**SELECTED EXTRACT:**
- - - - -
# Help make the call.



## NW_Mark (Jan 23, 2012)

So what do you loose in the deal?

are you going to sell the packages at a lower cost?


----------



## Honey-4-All (Dec 19, 2008)

NW_Mark said:


> So what do you loose in the deal?
> 
> are you going to sell the packages at a lower cost?


What do I loose? The time could be spent on other projects.... Which are many. Since I posted this a package trucker called and said a supplier failed to show with about 1/2 his load this evening as promised. He needs another 500 hundred 3's ASAP. With 1300 queens in the banks as of this evening I'm working on it... 

So the way I read it the demand is there and the supply is gone. I think you are asking if I will lower the price below what we are currently charging. Am I correct? 

Why would I even consider it. Because of the increased risk? Nothing like a great disincentive to increased productivity than to reduce the rewards!!!! That would be a NO. A resounding NO. We will hold steady on price even thought in most cases they ought to be raised in these situations. 

Am not about to be the bottom fish in this game. Desperate but not that desperate.....


----------



## NW_Mark (Jan 23, 2012)

I look at it like going to Vegas but from how I see it its a win win for you only if you are not going to refund the money. 

I send you X $ for the chance of getting a package and IF you do not come thru I loose all of my money. I have to take you word that you will deliver. So am I willing to risk a non refundable policy IF YOU do not live up to you side?

Either way you get to keep the $$... WOW

I have no skin in this at all but there is no way I would play in that game.

I understand that you want the people to put their $$ where there mouth is


----------



## Steve Johnson (Apr 25, 2012)

I would never buy anything under any circumstances under the policy of " If everything works out, i'll ship your item, but if it doesn't, I'll keep your money anyway" 

Am I missing something here ? I get the feeling that you think you are doing these people a favor by offering to sell them packages, and because its late in the season, they should be willing to take a 100% loss if something happens on your end, even if its weather or "act of god" and not from negligence.


----------



## jrbbees (Apr 4, 2010)

What He says next is a lot clearer about the whole thing.


----------



## Honey-4-All (Dec 19, 2008)

Little clarification. The risk I am speaking of is the risk of overheating of the packages during shipment. The possibility of receiving some dead bees. There has never been anyone who we have taken an order from who has not received their bees.Never... Please reread what I wrote. Its not about our being able to make them up.
- - - - -
Location labeling records:
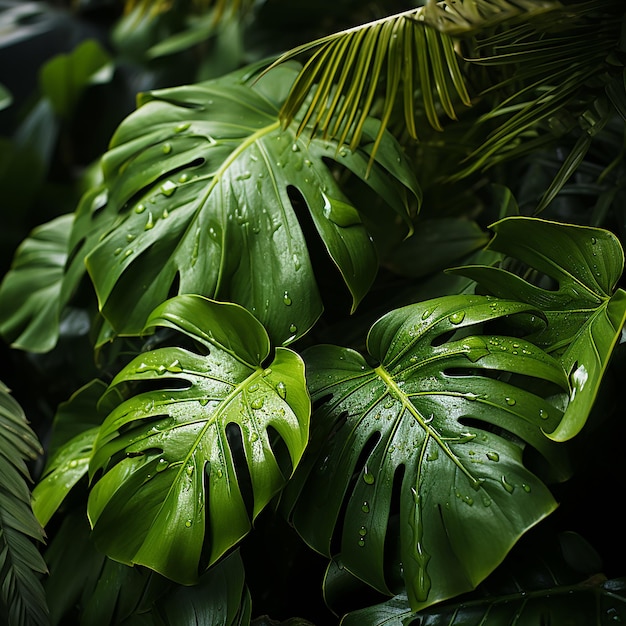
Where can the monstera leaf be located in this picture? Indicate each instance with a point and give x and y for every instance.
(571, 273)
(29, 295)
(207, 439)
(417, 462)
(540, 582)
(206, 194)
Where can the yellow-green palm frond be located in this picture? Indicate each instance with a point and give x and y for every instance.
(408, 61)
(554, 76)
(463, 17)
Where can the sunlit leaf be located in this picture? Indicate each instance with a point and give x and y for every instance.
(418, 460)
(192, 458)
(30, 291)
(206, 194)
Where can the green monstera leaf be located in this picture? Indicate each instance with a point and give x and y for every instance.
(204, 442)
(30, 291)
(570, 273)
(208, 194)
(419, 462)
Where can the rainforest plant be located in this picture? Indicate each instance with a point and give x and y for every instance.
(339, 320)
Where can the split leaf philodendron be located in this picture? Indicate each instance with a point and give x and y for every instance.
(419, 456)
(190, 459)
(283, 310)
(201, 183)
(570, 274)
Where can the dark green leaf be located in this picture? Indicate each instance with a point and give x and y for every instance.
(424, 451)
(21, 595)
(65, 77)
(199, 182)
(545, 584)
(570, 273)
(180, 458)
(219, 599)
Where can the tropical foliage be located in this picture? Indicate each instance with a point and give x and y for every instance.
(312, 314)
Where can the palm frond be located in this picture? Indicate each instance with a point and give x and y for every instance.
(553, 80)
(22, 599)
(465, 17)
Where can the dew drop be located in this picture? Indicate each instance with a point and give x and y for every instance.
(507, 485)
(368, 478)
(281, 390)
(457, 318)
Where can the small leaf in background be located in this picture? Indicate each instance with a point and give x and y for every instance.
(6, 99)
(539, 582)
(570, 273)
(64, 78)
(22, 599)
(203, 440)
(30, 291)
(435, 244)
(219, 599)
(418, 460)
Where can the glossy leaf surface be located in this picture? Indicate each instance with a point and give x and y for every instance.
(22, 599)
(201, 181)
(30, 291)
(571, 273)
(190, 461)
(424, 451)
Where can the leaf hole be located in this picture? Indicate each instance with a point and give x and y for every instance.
- - - - -
**REQUIREMENT 1:**
In the forum thread, what risk does Honey-4-All clarify he was speaking of?
**REQUIREMENT 2:**
Retype the lines of the listing from the one containing "Where can the small" through the end of the listing, both included.
The forum thread and the listing come from unrelated sources.

**FINAL RESULT 1:**
The risk of the packages overheating during shipment, which could mean receiving some dead bees.

**FINAL RESULT 2:**
Where can the small leaf in background be located in this picture? Indicate each instance with a point and give x and y for every instance.
(6, 99)
(539, 582)
(570, 273)
(64, 78)
(22, 599)
(203, 440)
(30, 291)
(435, 244)
(219, 599)
(418, 460)
Where can the glossy leaf surface be located in this picture? Indicate each instance with a point and give x and y for every instance.
(22, 599)
(201, 181)
(30, 291)
(571, 273)
(190, 461)
(424, 451)
Where can the leaf hole be located in this picture? Indicate each instance with a point and give x and y for every instance.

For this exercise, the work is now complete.